**Pedido A**
Resuma em duas frases o texto sobre o plano de saúde do Senado.
**Pedido B**
Prossiga com o texto sobre o plano de saúde do Senado a partir do ponto em que ele termina.

**Bloco de texto**
==================================================
O plano de saúde do Senado é
vitalício. Ele banca despesas de senadores, ex-senadores e dependentes como
filhos, enteados e cônjuges. Para usufruí-lo, o parlamentar não precisa fazer
nenhuma contribuição – basta que tenha exercido o cargo por 180 dias
ininterruptos. Após a morte do titular, o cônjuge continua usando a
carteirinha. Como não há uma lista detalhada de procedimentos cobertos, os
beneficiários se sentem à vontade para incluir em seus gastos todo tipo de
serviço especializado.
O plano do Senado estabelece
um limite anual de R$ 25,9 mil para gastos odontológicos. Os documentos obtidos
pelo Estado apontam, no entanto, que a Casa tem pago valores que extrapolam de
longe esses limites. O caminho para ignorar as normas é invadir a cota não
utilizada de outros anos.
Uma das despesas mais comuns,
nas notas apresentadas, é a de materiais sofisticados usados em próteses,
dificilmente cobertos pelos planos de saúde do mercado – e que dão o melhor
resultado estético.
==================================================
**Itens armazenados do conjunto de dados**
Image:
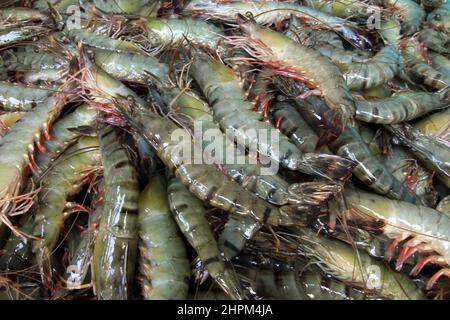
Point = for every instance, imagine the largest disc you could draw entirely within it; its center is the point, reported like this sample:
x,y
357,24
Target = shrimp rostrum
x,y
303,64
426,230
235,116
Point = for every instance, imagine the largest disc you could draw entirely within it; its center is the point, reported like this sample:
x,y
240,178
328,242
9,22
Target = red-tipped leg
x,y
309,93
391,249
409,249
439,260
436,276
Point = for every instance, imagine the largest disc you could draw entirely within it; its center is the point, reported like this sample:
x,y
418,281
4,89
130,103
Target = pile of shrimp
x,y
329,122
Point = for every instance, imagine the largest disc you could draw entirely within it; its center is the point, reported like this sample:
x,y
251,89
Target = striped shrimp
x,y
64,179
135,68
142,8
282,281
303,64
411,14
359,70
163,261
99,40
17,150
8,119
417,70
271,12
116,245
35,67
344,263
435,40
426,228
205,181
64,132
235,234
289,121
444,206
190,216
17,250
344,8
310,37
271,187
436,125
381,68
21,15
235,116
10,36
401,107
390,29
368,169
434,153
80,260
19,97
403,167
439,18
162,33
440,63
59,5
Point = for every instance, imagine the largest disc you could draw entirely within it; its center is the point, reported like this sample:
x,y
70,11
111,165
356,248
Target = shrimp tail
x,y
328,166
312,193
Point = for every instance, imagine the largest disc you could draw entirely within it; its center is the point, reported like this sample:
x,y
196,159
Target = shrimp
==================================================
**Resposta escrita A**
O plano de saúde do Senado é vitalício e cobre senadores, ex-senadores e dependentes sem exigir contribuição, bastando 180 dias ininterruptos no cargo. Embora fixe um limite anual de R$ 25,9 mil para gastos odontológicos, documentos obtidos pelo Estado mostram pagamentos muito acima disso, feitos com a cota não utilizada de outros anos, sendo comuns despesas com materiais sofisticados para próteses.

**Resposta escrita B**
Para o presidente nacional do
DEM, José Agripino Maia (RN), a Casa creditou R$ 51 mil em 2009, referentes a
22 coroas de porcelana aluminizada, produto mais caro e que confere aparência
melhor. “Essa é uma opção mais estética, porque troca uma infraestrutura
metálica pela de porcelana aluminizada”, diz o cirurgião-dentista Rogério Adib
Kairalla, do Conselho Regional de Odontologia de São Paulo.
O senador potiguar afirma que
o tratamento foi “estrutural” e custou mais que o reembolsado pelo Senado, o
que o obrigou a pagar a diferença. “Foi mais que implante. Tive de recompor
toda a base dos dentes, por causa da barbeiragem de um dentista. Ia jantar e
caía”, diz Agripino.
Já o ex-senador Adelmir
Santana (PSB-DF) pôs próteses de porcelana, com infraestrutura em zircônia, o
que custou ao contribuinte R$ 22,5 mil. “Na parte de prótese, é a técnica mais
requintada. Acaba custando mais”, afirma Kairalla.
Reabilitação. Senador licenciado,
o ministro da Pesca, Marcelo Crivella (PRB-RJ), apresentou em 2010 notas que
somam R$ 42 mil. No ano anterior, o Senado ressarciu despesas de R$ 23 mil para
tratamento dentário com um toque de requinte: a reabilitação da boca na parte
direita superior foi feita com coroas de cerâmica e pinos em ouro odontológico.
No mercado, segundo especialistas ouvidos pelo Estado, esse ouro custa mais que
o metal na sua versão convencional, nas joalherias, e dificilmente é coberto
pelos planos odontológicos.
Pedro Simon (PMDB-RS)
conseguiu ressarcimento de implantes dentários que totalizam R$ 62,7 mil em
2012. “Fiz para aquele ano e com pedaço (da cota) do ano seguinte, em duas
parcelas”, explica o senador gaúcho. “Digo mais: foi feito a esse preço porque
chorei, chorei e foi um preço bem menor. O valor inicial era coisa de R$ 80 mil
a R$ 85 mil.”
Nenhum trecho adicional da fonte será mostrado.